◆ **EXTRACT PROVIDED**

------

Professionalism/The Aviation Safety Reporting System

The ASRS is a confidential self reporting system which provides a valuable database about safety incidents in the aviation industry. On one hand, it incentivizes professional behavior by providing employees a platform to self-report safety incidents. However, incentivising reporting through immunity from prosecution arguably lowers the expected standard of professionalism. This chapter explores the dilemma that professionals face when using incident reporting systems like the ASRS.

History of formation edit

On December 1, 1974, TWA Flight 514, crashed into a Virginia mountain top as it descended on to Dulles Airport in Washington, DC, killing all passengers and flight crew. Six weeks earlier, an United Airlines had narrowly escaped the same fate. Unfortunately, this safety information was only shared internally by United Airlines and not relayed to other airlines.[1] The TWA 514 disaster highlighted the benefits of having an industry-wide database of safety incidents and thus the ASRS was institutionalized in 1976.

How it works edit

 
Figure 1: How the ASRS works

Figure 1 illustrates how the ASRS works. Any employee in the aviation industry can report a mistake or unprofessional behavior to the ASRS. The ASRS is administered by NASA, which functions as an independent third party. NASA de-identifies the reports and compiles them into a publicly searchable database.[2] This information is used by the aviation industry and government agencies such as the Federal Aviation Administration and National Transportation Safety Board to improve safety by issuing alerts, making policy changes,[3] and communicating safety trends through newsletters to the aviation community. In return, the employee is granted immunity from prosecution.[3] If an employee is suspected of negligence or professional misconduct through an independent investigation, the employee can use this immunity if an ASRS report was filed. This immunity can be exercised once every five years.

------

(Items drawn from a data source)
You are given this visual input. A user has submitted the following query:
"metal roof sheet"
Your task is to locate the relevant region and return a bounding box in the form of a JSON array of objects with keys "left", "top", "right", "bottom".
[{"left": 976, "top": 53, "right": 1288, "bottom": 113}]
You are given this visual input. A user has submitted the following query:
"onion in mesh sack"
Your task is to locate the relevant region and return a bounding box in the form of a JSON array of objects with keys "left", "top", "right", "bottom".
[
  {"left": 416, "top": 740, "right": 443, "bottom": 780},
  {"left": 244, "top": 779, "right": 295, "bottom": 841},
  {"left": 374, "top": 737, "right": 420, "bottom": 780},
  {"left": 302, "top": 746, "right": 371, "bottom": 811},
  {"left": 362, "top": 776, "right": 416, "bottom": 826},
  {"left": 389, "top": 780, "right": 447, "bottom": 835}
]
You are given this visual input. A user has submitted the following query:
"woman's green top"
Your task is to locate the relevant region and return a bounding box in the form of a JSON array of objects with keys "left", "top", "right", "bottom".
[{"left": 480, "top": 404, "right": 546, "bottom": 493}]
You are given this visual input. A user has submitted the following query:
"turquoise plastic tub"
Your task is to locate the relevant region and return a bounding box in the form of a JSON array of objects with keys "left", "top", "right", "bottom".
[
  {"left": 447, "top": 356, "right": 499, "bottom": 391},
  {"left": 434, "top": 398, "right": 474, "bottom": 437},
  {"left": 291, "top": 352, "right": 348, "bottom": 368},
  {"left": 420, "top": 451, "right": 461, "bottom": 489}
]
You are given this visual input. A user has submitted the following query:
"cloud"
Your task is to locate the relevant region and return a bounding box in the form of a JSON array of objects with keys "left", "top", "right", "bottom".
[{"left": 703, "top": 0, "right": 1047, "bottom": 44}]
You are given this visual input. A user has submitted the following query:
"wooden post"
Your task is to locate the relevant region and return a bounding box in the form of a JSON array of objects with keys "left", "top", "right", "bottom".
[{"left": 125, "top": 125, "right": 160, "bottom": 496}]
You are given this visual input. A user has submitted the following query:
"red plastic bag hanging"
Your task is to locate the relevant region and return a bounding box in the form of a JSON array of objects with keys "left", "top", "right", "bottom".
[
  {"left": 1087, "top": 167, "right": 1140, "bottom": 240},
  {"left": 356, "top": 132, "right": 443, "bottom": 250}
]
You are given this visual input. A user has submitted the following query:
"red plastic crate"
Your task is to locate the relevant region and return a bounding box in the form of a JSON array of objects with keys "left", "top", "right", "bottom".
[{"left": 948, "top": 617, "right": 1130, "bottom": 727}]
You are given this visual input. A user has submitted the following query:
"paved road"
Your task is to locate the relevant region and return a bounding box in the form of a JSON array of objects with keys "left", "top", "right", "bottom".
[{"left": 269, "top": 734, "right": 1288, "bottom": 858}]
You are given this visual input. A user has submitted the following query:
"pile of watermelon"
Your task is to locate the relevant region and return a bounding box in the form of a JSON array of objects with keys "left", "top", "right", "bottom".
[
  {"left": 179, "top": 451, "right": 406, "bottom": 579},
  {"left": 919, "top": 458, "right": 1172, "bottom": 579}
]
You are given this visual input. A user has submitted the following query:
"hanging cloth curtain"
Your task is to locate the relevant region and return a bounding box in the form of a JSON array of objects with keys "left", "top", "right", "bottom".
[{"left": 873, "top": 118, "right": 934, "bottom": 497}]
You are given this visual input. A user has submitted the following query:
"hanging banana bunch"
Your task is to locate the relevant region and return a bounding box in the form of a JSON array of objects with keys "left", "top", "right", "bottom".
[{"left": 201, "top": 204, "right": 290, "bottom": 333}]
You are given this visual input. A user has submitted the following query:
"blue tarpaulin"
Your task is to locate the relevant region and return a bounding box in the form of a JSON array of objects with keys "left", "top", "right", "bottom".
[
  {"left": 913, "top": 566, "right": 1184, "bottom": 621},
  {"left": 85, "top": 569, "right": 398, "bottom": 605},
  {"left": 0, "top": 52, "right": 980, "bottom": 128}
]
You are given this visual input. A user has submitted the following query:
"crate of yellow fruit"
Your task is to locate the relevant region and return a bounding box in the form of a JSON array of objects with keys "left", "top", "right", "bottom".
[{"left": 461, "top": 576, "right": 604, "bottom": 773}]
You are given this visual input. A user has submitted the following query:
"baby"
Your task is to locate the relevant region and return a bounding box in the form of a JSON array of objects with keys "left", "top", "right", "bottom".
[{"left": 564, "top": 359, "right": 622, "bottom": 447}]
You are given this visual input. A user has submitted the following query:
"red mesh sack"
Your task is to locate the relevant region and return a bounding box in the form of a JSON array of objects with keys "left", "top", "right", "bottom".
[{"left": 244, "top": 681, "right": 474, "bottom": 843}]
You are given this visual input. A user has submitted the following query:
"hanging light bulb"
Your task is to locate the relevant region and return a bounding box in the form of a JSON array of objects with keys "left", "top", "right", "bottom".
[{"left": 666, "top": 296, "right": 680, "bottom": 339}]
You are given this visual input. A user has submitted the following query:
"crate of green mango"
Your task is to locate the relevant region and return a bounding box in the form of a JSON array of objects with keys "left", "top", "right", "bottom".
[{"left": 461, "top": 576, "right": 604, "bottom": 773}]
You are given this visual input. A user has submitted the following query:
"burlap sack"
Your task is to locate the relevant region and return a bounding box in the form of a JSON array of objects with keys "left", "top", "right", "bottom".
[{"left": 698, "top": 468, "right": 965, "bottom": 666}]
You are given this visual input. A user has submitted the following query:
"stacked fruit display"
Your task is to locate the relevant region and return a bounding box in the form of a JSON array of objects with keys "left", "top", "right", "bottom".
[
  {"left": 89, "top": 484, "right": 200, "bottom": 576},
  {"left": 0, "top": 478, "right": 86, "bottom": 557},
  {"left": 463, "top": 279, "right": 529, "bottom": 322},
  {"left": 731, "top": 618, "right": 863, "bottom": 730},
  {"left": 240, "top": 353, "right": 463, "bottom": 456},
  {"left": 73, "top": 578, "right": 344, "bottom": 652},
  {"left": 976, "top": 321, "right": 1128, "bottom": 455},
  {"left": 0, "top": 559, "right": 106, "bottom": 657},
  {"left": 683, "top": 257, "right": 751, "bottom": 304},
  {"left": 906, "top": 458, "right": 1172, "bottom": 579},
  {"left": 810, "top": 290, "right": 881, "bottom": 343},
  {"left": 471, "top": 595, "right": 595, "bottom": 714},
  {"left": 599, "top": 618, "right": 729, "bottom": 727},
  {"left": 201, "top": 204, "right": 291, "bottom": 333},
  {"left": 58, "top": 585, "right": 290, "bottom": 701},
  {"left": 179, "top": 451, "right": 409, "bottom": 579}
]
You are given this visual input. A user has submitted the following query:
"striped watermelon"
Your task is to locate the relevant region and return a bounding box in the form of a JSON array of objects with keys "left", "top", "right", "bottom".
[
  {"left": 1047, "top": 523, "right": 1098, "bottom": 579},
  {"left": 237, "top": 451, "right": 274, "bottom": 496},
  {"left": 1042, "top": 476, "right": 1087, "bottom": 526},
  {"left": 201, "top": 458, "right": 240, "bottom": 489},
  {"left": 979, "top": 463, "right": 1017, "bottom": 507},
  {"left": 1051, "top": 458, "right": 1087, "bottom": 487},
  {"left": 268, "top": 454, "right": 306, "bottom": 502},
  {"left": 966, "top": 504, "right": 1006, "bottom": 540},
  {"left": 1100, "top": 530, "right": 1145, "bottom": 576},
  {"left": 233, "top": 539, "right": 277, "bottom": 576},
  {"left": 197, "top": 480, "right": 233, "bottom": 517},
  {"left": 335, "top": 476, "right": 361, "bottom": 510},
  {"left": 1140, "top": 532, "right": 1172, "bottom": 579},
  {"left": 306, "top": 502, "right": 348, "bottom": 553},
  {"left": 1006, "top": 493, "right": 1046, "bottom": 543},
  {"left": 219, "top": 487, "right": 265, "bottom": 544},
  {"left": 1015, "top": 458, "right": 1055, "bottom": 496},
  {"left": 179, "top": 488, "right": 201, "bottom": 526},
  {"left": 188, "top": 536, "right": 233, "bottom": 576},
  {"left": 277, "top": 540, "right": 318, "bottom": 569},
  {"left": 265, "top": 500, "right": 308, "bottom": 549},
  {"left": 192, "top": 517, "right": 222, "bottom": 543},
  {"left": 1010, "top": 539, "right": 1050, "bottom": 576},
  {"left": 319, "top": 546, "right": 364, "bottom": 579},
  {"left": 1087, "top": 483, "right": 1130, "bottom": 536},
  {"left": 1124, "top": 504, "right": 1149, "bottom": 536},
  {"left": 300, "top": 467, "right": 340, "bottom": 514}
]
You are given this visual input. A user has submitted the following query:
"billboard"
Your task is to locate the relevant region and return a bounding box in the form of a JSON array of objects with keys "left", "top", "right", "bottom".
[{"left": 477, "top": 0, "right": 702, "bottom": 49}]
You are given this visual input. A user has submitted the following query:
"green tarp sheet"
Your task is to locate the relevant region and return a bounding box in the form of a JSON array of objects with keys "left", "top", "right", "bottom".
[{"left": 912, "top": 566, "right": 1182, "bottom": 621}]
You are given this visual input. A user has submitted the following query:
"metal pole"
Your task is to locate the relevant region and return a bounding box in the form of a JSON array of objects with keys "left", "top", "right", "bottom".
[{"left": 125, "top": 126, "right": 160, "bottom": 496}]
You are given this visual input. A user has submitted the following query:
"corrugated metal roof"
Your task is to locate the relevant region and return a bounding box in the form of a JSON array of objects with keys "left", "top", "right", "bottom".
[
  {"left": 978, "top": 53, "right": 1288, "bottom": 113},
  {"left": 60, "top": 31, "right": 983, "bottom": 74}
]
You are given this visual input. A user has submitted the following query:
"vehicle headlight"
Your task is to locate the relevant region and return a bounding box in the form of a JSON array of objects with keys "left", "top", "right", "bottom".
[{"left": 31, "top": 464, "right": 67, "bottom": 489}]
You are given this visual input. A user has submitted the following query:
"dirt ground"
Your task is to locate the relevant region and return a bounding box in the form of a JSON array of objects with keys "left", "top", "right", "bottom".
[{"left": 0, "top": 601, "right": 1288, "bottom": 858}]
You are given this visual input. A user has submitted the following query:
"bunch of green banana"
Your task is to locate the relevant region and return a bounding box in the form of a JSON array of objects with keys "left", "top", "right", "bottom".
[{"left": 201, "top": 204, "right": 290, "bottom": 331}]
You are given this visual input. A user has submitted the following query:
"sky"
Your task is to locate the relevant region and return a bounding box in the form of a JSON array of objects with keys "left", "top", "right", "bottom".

------

◆ **COMPLETE THE FOLLOWING**
• 1. In the text on the Aviation Safety Reporting System, how often can an employee use the immunity from prosecution?
• 2. Write the next part of the text on the Aviation Safety Reporting System, starting after its final sentence.
The records play no part in this work.

◆ **YOUR RESPONSES**
• 1. Once every five years.

• 2.
Professionalism Dilemma of the ASRS edit

On February 12, 2009, Colgan Air Flight 3407 crashed into a house in Clarence Center, New York killing 50 people. An investigation by the National Transportation Safety Board revealed that the accident was caused by the pilots’ inability to respond properly to the warnings due to pilot fatigue.[4] Jackson and Earl’s study showed that 75% of pilots are severely fatigued while flying.[5] The study also reported that 21% of incidents reported in the ASRS are related to fatigue. A fatigued pilot can report to the ASRS and gain immunity from any consequences. Thus, there is an incentive to report and gain immunity instead of admitting guilt and facing the consequences. This is contrary to the actions of a professional who takes full responsibility for his or her actions. From this perspective, the immunity clause is similar to a ‘get out of jail free’ card. The ASRS is a utilitarian system that values information about safety incidents more than punishment of unprofessional behavior.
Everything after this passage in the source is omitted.